>>

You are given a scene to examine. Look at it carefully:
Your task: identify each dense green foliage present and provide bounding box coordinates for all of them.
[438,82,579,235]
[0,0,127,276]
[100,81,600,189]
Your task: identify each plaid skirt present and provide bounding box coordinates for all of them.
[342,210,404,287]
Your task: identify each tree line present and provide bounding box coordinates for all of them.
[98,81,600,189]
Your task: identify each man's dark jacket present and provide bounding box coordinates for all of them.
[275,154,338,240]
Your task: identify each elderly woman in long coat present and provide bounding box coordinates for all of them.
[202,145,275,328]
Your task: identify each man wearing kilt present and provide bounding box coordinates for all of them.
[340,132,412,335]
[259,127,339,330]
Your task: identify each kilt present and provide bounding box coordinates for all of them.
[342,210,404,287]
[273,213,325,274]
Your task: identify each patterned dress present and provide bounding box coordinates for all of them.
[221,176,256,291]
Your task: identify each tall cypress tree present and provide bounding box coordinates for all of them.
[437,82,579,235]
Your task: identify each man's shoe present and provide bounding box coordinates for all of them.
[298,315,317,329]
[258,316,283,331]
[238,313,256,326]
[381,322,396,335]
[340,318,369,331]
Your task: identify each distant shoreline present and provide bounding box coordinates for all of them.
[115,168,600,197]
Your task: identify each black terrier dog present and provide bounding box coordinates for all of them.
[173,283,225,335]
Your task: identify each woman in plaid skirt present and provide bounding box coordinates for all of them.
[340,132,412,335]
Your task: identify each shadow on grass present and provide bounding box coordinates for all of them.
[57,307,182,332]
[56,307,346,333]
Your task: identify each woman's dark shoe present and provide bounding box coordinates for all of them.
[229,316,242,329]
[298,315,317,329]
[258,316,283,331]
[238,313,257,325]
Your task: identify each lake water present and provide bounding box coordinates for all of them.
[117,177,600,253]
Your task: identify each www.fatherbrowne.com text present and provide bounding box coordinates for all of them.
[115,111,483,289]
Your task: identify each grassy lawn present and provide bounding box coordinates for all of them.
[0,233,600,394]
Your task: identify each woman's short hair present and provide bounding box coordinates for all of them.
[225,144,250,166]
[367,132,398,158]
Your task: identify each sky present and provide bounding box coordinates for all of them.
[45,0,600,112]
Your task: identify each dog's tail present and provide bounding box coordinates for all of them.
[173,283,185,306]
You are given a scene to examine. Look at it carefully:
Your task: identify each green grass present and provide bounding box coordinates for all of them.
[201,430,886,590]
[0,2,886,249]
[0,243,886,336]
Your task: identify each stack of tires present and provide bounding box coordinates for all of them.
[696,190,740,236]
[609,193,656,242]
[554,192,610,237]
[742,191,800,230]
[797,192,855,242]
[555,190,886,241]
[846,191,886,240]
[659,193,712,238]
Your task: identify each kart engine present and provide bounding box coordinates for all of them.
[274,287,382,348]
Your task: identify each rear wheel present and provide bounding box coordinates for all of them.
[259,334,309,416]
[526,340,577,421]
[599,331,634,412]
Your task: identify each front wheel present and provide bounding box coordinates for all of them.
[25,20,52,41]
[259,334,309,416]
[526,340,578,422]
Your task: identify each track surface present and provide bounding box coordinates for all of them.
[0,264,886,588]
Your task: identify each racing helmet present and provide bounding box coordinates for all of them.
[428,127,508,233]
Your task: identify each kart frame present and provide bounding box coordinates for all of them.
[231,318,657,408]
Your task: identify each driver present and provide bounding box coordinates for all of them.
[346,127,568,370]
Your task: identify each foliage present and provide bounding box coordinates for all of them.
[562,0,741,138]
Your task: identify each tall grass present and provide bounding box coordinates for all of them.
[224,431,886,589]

<<

= What this task involves =
Render the records above as a two-column CSV with the header row instruction,output. Give one row per record, with its text in the quoted instruction field and its answer in the quoted output field, and replace every line break with a space.

= Completed exercise =
instruction,output
"You are given a scene to examine. Look at it carefully: Your task: identify each dense green foliage present and provide bounding box coordinates for all of them.","[438,82,579,235] [0,0,127,276] [100,81,600,189]"
"Your task: identify each plaid skirt present and provide bounding box coordinates for all of them.","[342,210,404,287]"
"Your task: identify each tree line present and provide bounding box coordinates for all of them.","[98,81,600,189]"
"Your task: identify each man's dark jacket present and provide bounding box coordinates for all of them.","[275,154,338,240]"
"Your task: identify each elderly woman in long coat present and provide bounding box coordinates for all of them.","[202,145,275,328]"
"Your task: identify each man wearing kilt present and provide bounding box coordinates for all of them.","[340,132,412,335] [259,127,339,330]"
"Your task: identify each kilt present and provide bounding box coordinates for all of them.","[342,210,404,287] [273,213,325,274]"
"Your task: identify each patterned dress present and provide bounding box coordinates for all of them.","[221,176,256,291]"
"Your task: identify each tall cypress tree present and provide bounding box coordinates for all of them.","[437,82,579,235]"
"Your task: identify each man's shoe present and provide bounding box coordinates for all of them.","[298,315,317,329] [258,316,283,331] [238,313,256,326] [381,322,396,335] [340,318,369,331]"
"Your task: identify each distant shoreline present and provide bounding box coordinates for all of them.","[115,168,600,197]"
"Your task: identify each black terrier dog present and provide bounding box coordinates for all of them.","[173,283,225,335]"
"Your task: identify each woman in plaid skirt present and provide bounding box coordinates for all of them.","[340,132,412,335]"
"Your task: identify each shadow on grass present and provide bounding box coordinates for all of them.","[57,307,182,332] [56,307,346,333]"
"Your task: identify each woman's dark shoe present and provide bounding box coordinates for all of them.","[229,316,242,329] [298,315,317,329] [258,316,283,331] [238,313,257,325]"
"Your task: identify each lake water present and provide bounding box coordinates for all of them.","[117,177,600,253]"
"Your task: identify each www.fatherbrowne.com text present and provide bounding box coordinates for all of them.","[115,111,483,289]"
"Your task: identify each grassy lawn present and provide bounding box coordinates for all of them.","[0,233,600,394]"
"Your task: identify each woman's short hair present and provide bounding box coordinates for all of them.","[225,144,250,166] [367,132,398,158]"
"Your task: identify each sky present and provide bounding box coordinates for all of them.","[45,0,600,112]"
"Your task: identify each dog's tail present and provide bounding box coordinates for all of them.","[173,283,185,306]"
"You are given a scene to examine. Look at it carefully: Your task: identify each green grass present and provide bounding box coordinates for all of them.","[201,430,886,590] [0,2,886,249] [0,243,886,336]"
"Your task: identify each stack of tires present and provide bounding box coordinates for all of them.","[696,190,740,236] [609,193,656,242] [554,192,610,237] [742,191,800,230] [797,192,855,242] [555,190,886,241] [846,191,886,240] [659,193,712,238]"
"Your task: identify each kart engine present and provide bounding box coordinates for all of them.","[274,287,382,348]"
"Your task: identify each rear wheel present and provide bounding box coordinates for all of them.","[259,334,309,416] [526,340,577,421] [599,331,634,412]"
"Your task: identify each front wheel present and provide bounding box coordinates for all of them.","[25,20,52,41] [259,334,309,416] [526,340,578,422]"
"Your task: identify each track surface present and provide bounding box coordinates for all of them.","[0,264,886,588]"
"Your task: identify each racing helmet present and provide bounding box coordinates for all of them.","[428,127,508,233]"
"Your task: identify each kart frame present and provide bounding box coordinates for all of them.","[231,318,657,408]"
"Your task: identify each driver present and provide bounding box coordinates for all of them.","[346,127,568,370]"
"Your task: identify each foliage present and provide bounding box coordinates for all of them.","[562,0,741,138]"
"Your task: identify each tall grass present and provide bounding box coordinates for all of them.","[224,431,886,589]"